Selected extract:
# Spec: Backend synthetic market-data source for local integration testing

**Author:** tele (mobile coordinator side)
**Date:** 2026-04-19
**Target repo:** `/Users/fathoni/Documents/Project/BlockDev/nano-street/backend`
**Branch (proposed):** `feat/synthetic-market-data-source`
**Target PR:** new draft on backend repo, **human-team review** (not CodeRabbit-driven)

---

## Why this exists

Mobile recently merged PR #70 (live-price WebSocket integration, wagmi-charts migration, TradingView-style price-blink). The implementation is sensitive to:

- WebSocket connect / handshake / auth behavior
- Tick cadence (300 ms batched flush in `LivePriceStore`)
- Reconnection + backoff under disconnect
- Market-status messages affecting auto-connect lifecycle
- Per-ticker subscription ref-counting
- Edge cases: stale tick, empty session, high-frequency burst

Currently we cannot exercise any of this on weekends (markets closed → Massive feed silent). Recording / replay isn't enough either — we need the ability to *trigger* specific scenarios on demand (force market-open, drop the connection, push a specific tick).

Mobile-side mocking was rejected because it requires duplicating the backend's WS protocol and message-shaping logic, creating a drift / false-alarm risk that would compound over time.

The backend already has a clean abstraction around the real upstream (`MassiveSubscriptionManager`). Adding a synthetic implementation of the same interface gives us a hermetic test environment with zero drift risk: the real backend code path runs end-to-end, only the lowest layer (data ingest) is mocked.

Tasks for this exercise:
**A)** Quote the synthetic market-data spec from "Currently we cannot" up to and including "compound over time.".
**B)** Summarize the synthetic market-data spec in two sentences.
**C)** Write the next part of the synthetic market-data spec, starting after its last sentence.

Record list:
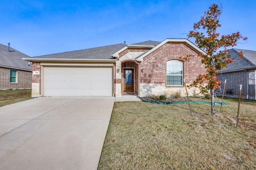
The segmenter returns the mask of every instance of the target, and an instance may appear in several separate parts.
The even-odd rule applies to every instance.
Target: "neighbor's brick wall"
[[[227,89],[233,89],[233,95],[239,95],[240,84],[242,84],[242,89],[241,95],[246,95],[246,72],[244,71],[240,71],[234,72],[227,72],[220,74],[217,75],[218,79],[220,80],[222,84],[220,86],[221,92],[223,92],[224,88],[225,80],[226,80],[225,94],[226,94]],[[219,90],[216,90],[216,91],[219,92]],[[254,93],[252,93],[252,91],[249,91],[249,96],[255,96],[255,89]]]
[[[191,83],[198,75],[206,70],[198,53],[183,43],[167,43],[146,56],[140,64],[140,68],[144,68],[140,74],[140,83],[165,84],[166,80],[166,61],[179,60],[180,57],[190,55],[190,61],[183,64],[184,78],[186,84]],[[166,89],[175,86],[167,86]],[[180,87],[180,86],[177,86]]]
[[[10,82],[10,70],[17,71],[17,83]],[[31,88],[31,71],[0,67],[0,89]]]

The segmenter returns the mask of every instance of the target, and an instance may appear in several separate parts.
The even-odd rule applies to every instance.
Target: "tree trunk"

Solved problems:
**A)**
Currently we cannot exercise any of this on weekends (markets closed → Massive feed silent). Recording / replay isn't enough either — we need the ability to *trigger* specific scenarios on demand (force market-open, drop the connection, push a specific tick).

Mobile-side mocking was rejected because it requires duplicating the backend's WS protocol and message-shaping logic, creating a drift / false-alarm risk that would compound over time.

**B)** Mobile's PR #70 live-price work is sensitive to WebSocket behavior, tick cadence, reconnection, market-status messages, subscription ref-counting and edge cases, none of which can currently be exercised on weekends when the Massive feed is silent, and mobile-side mocking was rejected because of drift and false-alarm risk. A synthetic implementation of the backend's existing `MassiveSubscriptionManager` interface would provide a hermetic test environment in which the real backend code path runs end-to-end and only data ingest is mocked.

**C)**
## Scope

### In scope
- Extract a Protocol / ABC from `MassiveSubscriptionManager` defining the public interface (start, stop, subscribe_client, unsubscribe_client)
- Implement `SyntheticSubscriptionManager` with the same interface
- Modify the singleton factory `get_massive_client()` to pick implementation via an env flag
- Add `USE_SYNTHETIC_DATA` (and any companion config) to `core/config.py`
- Synthetic features (Phase 1, ship first):
  - Configurable ticker universe via env var (e.g., `SYNTHETIC_TICKERS=AAPL,NVDA,MSFT,ADBE`)
  - Per-ticker random-walk price generation (configurable seed for determinism)
  - Configurable tick cadence (default ~1 Hz per ticker, env-tunable)
  - Always-on regardless of real market hours (the entire point — overrides `marketStatus`)
- Integration test demonstrating the synthetic path emits well-formed `stock_aggregate` messages compatible with the existing wire schema
- README section in backend repo: how to run the synthetic mode locally + which env vars to set

### Out of scope (Phase 2, separate PR)
- REST control plane to drive scenarios live (`POST /push`, `POST /disconnect`, etc.)
- Realistic OHLCV candle generator (current spec uses random walk on close, OHLV derived simply)
- Stale-ticker simulation (e.g., explicitly stop emitting for a ticker)
- High-frequency burst mode

The Phase 2 features are valuable for full scenario testing but not strictly needed for the weekend-test core use case. Ship Phase 1, gather feedback, then layer Phase 2 in a follow-up.

### Explicitly NOT changing
- The `MassiveSubscriptionManager` real implementation — only being abstracted behind an interface, no behavior change
- The WS router (`app/routers/ws.py`) — it consumes the factory's output, doesn't care about which impl
- Production code path — when `USE_SYNTHETIC_DATA` is unset / false, behavior is identical to today
- Auth / JWT validation — synthetic mode still requires valid JWT (we want to exercise the real auth path)

## Design

### Interface (new file `services/main/app/repositories/market_data_source/protocol.py`)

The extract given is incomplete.